Start of GIVEN DATA
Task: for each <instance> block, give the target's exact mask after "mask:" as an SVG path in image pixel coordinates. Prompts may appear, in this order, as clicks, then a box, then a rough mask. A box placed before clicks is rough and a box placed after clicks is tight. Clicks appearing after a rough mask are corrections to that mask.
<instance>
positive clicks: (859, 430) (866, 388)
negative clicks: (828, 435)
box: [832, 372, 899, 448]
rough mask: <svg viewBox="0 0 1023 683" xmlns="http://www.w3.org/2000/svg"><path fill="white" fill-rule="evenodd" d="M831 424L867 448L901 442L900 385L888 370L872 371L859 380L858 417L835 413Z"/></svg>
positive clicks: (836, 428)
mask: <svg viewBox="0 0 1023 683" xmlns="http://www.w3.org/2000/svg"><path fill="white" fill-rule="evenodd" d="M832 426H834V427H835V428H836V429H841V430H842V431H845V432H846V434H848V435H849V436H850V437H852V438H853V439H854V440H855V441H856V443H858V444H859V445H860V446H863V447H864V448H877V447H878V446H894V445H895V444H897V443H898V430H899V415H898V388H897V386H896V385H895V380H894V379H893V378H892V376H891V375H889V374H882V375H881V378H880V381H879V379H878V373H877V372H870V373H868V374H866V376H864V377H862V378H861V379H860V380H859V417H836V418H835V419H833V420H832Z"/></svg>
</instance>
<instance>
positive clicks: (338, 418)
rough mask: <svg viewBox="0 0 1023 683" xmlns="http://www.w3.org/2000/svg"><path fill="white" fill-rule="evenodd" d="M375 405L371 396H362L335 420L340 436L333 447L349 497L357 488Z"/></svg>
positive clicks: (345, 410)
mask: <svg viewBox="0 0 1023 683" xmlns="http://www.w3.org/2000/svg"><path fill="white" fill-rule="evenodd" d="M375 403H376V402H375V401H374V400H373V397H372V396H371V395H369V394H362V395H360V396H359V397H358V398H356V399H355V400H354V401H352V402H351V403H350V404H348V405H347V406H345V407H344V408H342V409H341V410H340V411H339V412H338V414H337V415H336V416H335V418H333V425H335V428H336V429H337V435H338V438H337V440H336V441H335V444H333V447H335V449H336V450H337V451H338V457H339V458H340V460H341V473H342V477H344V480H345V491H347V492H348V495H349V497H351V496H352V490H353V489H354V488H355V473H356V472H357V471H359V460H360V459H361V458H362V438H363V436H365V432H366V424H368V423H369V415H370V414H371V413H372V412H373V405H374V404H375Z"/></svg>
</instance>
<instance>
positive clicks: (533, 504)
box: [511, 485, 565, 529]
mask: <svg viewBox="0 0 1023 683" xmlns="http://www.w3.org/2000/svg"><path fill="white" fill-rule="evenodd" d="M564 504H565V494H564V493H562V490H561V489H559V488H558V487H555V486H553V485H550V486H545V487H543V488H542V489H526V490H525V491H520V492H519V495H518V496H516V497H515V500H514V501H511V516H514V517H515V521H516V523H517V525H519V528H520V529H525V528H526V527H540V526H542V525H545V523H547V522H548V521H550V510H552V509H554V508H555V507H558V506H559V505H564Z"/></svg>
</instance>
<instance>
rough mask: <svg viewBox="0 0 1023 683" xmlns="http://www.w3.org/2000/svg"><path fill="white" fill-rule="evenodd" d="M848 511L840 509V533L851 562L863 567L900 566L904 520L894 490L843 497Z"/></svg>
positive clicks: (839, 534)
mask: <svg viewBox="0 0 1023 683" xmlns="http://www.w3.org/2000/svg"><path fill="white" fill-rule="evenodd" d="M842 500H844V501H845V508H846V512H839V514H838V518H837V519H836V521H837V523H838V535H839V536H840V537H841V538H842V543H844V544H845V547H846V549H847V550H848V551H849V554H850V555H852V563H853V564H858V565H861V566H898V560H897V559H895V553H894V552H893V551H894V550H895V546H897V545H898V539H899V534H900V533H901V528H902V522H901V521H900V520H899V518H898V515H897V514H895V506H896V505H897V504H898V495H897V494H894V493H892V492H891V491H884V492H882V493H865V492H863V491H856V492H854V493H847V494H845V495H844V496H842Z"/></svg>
End of GIVEN DATA
## ACTIVITY
Starting at the first line of the entries above, please extract each line up to and including the line with "424L867 448L901 442L900", unchanged, and add nothing.

## RESPONSE AREA
Task: for each <instance> block, give the target's exact mask after "mask:" as an SVG path in image pixel coordinates. Prompts may appear, in this order, as clicks, then a box, then a rough mask. A box placed before clicks is rough and a box placed after clicks is tight. Clicks appearing after a rough mask are corrections to that mask.
<instance>
positive clicks: (859, 430) (866, 388)
negative clicks: (828, 435)
box: [832, 372, 899, 448]
rough mask: <svg viewBox="0 0 1023 683" xmlns="http://www.w3.org/2000/svg"><path fill="white" fill-rule="evenodd" d="M831 424L867 448L901 442L900 385L888 370L872 371L859 380L858 417L835 413Z"/></svg>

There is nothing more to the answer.